Entries taken from a dataset:
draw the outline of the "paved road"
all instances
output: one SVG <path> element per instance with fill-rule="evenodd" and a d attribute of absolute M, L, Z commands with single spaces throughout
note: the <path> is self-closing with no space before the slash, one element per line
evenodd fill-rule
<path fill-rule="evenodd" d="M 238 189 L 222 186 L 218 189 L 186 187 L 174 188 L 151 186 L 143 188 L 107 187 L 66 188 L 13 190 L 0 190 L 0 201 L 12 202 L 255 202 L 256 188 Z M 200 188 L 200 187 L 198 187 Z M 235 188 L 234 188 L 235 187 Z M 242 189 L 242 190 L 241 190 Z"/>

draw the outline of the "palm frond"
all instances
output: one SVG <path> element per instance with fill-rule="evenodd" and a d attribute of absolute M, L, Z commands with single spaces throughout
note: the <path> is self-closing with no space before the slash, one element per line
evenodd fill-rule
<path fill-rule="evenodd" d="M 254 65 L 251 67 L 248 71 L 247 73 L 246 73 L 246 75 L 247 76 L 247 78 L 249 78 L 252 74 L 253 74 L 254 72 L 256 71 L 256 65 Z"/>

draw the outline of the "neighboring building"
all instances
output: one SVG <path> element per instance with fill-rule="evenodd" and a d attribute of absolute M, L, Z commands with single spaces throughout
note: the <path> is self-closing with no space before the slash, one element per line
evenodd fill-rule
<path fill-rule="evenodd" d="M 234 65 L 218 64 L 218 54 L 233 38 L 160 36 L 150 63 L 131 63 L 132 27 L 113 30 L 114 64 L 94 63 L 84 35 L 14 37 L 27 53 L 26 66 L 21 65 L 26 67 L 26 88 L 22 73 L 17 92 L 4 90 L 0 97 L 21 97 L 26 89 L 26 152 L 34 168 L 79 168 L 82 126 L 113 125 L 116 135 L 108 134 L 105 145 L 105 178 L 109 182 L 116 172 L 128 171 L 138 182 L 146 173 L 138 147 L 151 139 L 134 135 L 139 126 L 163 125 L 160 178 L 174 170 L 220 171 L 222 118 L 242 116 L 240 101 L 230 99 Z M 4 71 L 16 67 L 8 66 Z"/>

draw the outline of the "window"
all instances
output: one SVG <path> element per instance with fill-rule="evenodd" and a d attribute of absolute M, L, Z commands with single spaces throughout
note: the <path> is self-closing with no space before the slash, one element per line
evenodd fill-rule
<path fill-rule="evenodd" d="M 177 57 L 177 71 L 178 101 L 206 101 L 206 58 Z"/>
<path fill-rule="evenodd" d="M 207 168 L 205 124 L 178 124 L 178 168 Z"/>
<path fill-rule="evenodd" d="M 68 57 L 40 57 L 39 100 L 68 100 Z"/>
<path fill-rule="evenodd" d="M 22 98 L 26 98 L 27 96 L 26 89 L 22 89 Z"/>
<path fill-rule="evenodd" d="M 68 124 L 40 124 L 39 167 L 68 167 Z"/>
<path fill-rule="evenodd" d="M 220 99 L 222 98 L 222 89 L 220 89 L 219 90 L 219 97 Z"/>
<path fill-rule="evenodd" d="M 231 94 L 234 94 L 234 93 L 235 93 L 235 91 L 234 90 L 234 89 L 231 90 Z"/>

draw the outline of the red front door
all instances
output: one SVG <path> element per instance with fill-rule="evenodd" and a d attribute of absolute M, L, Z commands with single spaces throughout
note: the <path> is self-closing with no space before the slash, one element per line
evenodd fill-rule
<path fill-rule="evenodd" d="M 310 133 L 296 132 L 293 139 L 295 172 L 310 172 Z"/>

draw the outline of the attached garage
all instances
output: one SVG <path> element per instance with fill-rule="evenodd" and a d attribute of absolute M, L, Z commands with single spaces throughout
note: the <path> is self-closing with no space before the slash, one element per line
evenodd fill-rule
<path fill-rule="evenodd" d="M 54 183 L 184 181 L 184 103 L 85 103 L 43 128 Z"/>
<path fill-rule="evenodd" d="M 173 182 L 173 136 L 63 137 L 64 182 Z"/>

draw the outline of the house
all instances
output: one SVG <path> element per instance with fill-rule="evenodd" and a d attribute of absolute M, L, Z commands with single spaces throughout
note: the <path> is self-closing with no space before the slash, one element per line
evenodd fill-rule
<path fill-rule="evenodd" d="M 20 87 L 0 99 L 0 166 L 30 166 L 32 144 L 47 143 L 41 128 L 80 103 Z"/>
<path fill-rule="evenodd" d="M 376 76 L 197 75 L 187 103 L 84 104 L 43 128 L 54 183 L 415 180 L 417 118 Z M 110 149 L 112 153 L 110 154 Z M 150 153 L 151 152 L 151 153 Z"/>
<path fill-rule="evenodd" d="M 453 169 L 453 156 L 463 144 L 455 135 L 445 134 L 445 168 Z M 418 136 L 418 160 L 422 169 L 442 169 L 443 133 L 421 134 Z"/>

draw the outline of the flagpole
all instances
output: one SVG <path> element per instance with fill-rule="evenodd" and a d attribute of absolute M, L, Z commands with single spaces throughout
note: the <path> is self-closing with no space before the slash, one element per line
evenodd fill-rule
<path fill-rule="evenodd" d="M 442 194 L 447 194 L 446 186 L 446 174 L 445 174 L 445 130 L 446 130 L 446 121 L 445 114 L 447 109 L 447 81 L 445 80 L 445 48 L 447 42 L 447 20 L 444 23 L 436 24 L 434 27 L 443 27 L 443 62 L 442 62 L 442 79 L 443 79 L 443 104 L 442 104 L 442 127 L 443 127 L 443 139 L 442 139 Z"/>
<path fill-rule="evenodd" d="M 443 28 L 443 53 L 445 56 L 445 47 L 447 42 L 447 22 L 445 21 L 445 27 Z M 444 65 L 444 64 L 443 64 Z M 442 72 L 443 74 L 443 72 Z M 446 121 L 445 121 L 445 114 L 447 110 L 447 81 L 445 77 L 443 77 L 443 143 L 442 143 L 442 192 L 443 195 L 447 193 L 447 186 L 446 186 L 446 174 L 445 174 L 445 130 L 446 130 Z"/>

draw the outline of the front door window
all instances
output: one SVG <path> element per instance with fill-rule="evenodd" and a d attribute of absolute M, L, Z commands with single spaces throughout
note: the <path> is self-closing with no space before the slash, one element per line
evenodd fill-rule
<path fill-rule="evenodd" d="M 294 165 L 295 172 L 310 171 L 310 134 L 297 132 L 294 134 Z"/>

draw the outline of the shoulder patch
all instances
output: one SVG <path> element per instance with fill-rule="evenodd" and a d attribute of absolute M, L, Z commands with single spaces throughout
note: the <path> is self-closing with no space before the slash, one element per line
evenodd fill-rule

→ WHAT TO PRODUCE: Write out all of the lines above word for word, changing nothing and leaving nothing out.

→ TASK ANSWER:
draw the outline of the "paved road"
all instances
output: one SVG <path> element per instance with fill-rule="evenodd" and a d attribute of absolute M, L, Z commands with single spaces throughout
note: the <path> is self-closing with no space before the slash, one element per line
evenodd fill-rule
<path fill-rule="evenodd" d="M 238 189 L 222 186 L 218 189 L 186 187 L 174 188 L 151 186 L 143 188 L 107 187 L 66 188 L 13 190 L 0 190 L 0 201 L 12 202 L 255 202 L 256 188 Z M 200 188 L 200 187 L 198 187 Z M 235 188 L 234 188 L 235 187 Z M 242 189 L 242 190 L 241 190 Z"/>

draw the outline of the "palm frond"
all instances
output: one SVG <path> element per instance with fill-rule="evenodd" and a d attribute of absolute M, L, Z commands with single spaces throughout
note: the <path> is self-closing with no space before the slash, one element per line
evenodd fill-rule
<path fill-rule="evenodd" d="M 254 65 L 251 67 L 248 71 L 247 73 L 246 73 L 246 75 L 247 76 L 247 78 L 249 78 L 252 74 L 253 74 L 254 72 L 256 71 L 256 65 Z"/>

draw the outline of the "neighboring building"
all instances
output: one SVG <path> element per instance with fill-rule="evenodd" and a d attribute of absolute M, L, Z commands with single spaces throughout
note: the <path> is self-closing with no space before the slash, one element per line
evenodd fill-rule
<path fill-rule="evenodd" d="M 234 65 L 218 64 L 218 54 L 233 38 L 160 36 L 150 63 L 131 63 L 132 27 L 113 30 L 114 64 L 94 63 L 84 35 L 14 37 L 27 53 L 26 66 L 21 65 L 26 67 L 26 88 L 22 73 L 17 92 L 4 90 L 0 97 L 21 97 L 26 89 L 26 152 L 34 168 L 79 168 L 82 126 L 113 125 L 116 135 L 108 134 L 105 145 L 105 178 L 109 182 L 116 172 L 128 171 L 138 182 L 146 173 L 138 147 L 151 139 L 134 135 L 139 126 L 163 125 L 160 178 L 174 170 L 220 171 L 222 118 L 242 116 L 240 101 L 230 99 Z M 4 71 L 16 67 L 8 66 Z"/>

draw the outline of the "window"
all instances
output: one SVG <path> element per instance with fill-rule="evenodd" and a d attribute of absolute M, L, Z commands with single spaces throughout
note: the <path> is self-closing with no space before the slash, one element per line
evenodd fill-rule
<path fill-rule="evenodd" d="M 177 57 L 177 71 L 178 101 L 206 101 L 206 58 Z"/>
<path fill-rule="evenodd" d="M 207 168 L 205 124 L 178 124 L 178 168 Z"/>
<path fill-rule="evenodd" d="M 68 57 L 40 57 L 39 100 L 68 100 Z"/>
<path fill-rule="evenodd" d="M 22 98 L 26 98 L 27 96 L 26 89 L 22 89 Z"/>
<path fill-rule="evenodd" d="M 68 124 L 40 124 L 39 167 L 68 167 Z"/>
<path fill-rule="evenodd" d="M 220 99 L 222 98 L 222 89 L 220 89 L 219 90 L 219 97 Z"/>
<path fill-rule="evenodd" d="M 231 94 L 234 94 L 234 93 L 235 93 L 235 91 L 234 90 L 234 89 L 231 90 Z"/>

draw the outline of the red front door
all instances
output: one SVG <path> element per instance with fill-rule="evenodd" and a d attribute of absolute M, L, Z commands with single spaces throughout
note: the <path> is self-closing with no space before the slash, one element per line
evenodd fill-rule
<path fill-rule="evenodd" d="M 310 133 L 296 132 L 293 139 L 295 172 L 310 172 Z"/>

draw the outline of the attached garage
all instances
output: one SVG <path> element per instance with fill-rule="evenodd" and a d attribute of absolute M, L, Z commands with single spaces throughout
note: the <path> is self-closing with no space before the slash, one element per line
evenodd fill-rule
<path fill-rule="evenodd" d="M 54 183 L 184 181 L 184 103 L 85 103 L 43 128 Z"/>
<path fill-rule="evenodd" d="M 173 182 L 173 136 L 63 137 L 64 182 Z"/>

draw the outline of the house
all instances
output: one SVG <path> element per instance with fill-rule="evenodd" and a d attribute of absolute M, L, Z commands with single spaces throughout
note: the <path> is self-closing with no space before the slash, one element per line
evenodd fill-rule
<path fill-rule="evenodd" d="M 20 87 L 0 99 L 0 166 L 30 166 L 32 144 L 47 143 L 41 128 L 80 103 Z"/>
<path fill-rule="evenodd" d="M 376 76 L 197 75 L 187 103 L 84 104 L 43 128 L 54 183 L 415 180 L 417 118 Z M 110 149 L 112 153 L 110 154 Z M 150 153 L 151 152 L 151 153 Z"/>
<path fill-rule="evenodd" d="M 453 169 L 453 156 L 463 144 L 455 135 L 445 134 L 445 168 Z M 418 136 L 418 160 L 422 169 L 442 169 L 443 133 L 421 134 Z"/>

draw the outline of the flagpole
all instances
output: one SVG <path> element per instance with fill-rule="evenodd" and a d attribute of absolute M, L, Z commands with single spaces throughout
note: the <path> is self-closing with no space before the slash, one element per line
evenodd fill-rule
<path fill-rule="evenodd" d="M 442 194 L 447 194 L 446 186 L 446 174 L 445 174 L 445 130 L 446 130 L 446 121 L 445 114 L 447 109 L 447 81 L 445 80 L 445 48 L 447 42 L 447 20 L 444 23 L 436 24 L 434 27 L 443 27 L 443 62 L 442 62 L 442 79 L 443 79 L 443 104 L 442 104 L 442 127 L 443 127 L 443 139 L 442 139 Z"/>
<path fill-rule="evenodd" d="M 443 28 L 443 53 L 445 56 L 445 47 L 447 42 L 447 22 L 445 21 L 445 27 Z M 444 65 L 444 64 L 443 64 Z M 442 72 L 443 74 L 443 72 Z M 446 121 L 445 121 L 445 114 L 447 110 L 447 81 L 445 77 L 443 77 L 443 143 L 442 143 L 442 192 L 443 195 L 447 193 L 447 186 L 446 186 L 446 174 L 445 174 L 445 130 L 446 130 Z"/>

draw the outline of the front door window
all instances
output: one SVG <path> element per instance with fill-rule="evenodd" and a d attribute of absolute M, L, Z commands with single spaces throughout
note: the <path> is self-closing with no space before the slash, one element per line
evenodd fill-rule
<path fill-rule="evenodd" d="M 294 165 L 295 172 L 310 171 L 310 134 L 297 132 L 294 134 Z"/>

draw the outline of the shoulder patch
all instances
output: one SVG <path> element per instance with fill-rule="evenodd" and a d attribute of absolute M, L, Z commands with single spaces throughout
note: the <path> is self-closing with no space before the slash, one element per line
evenodd fill-rule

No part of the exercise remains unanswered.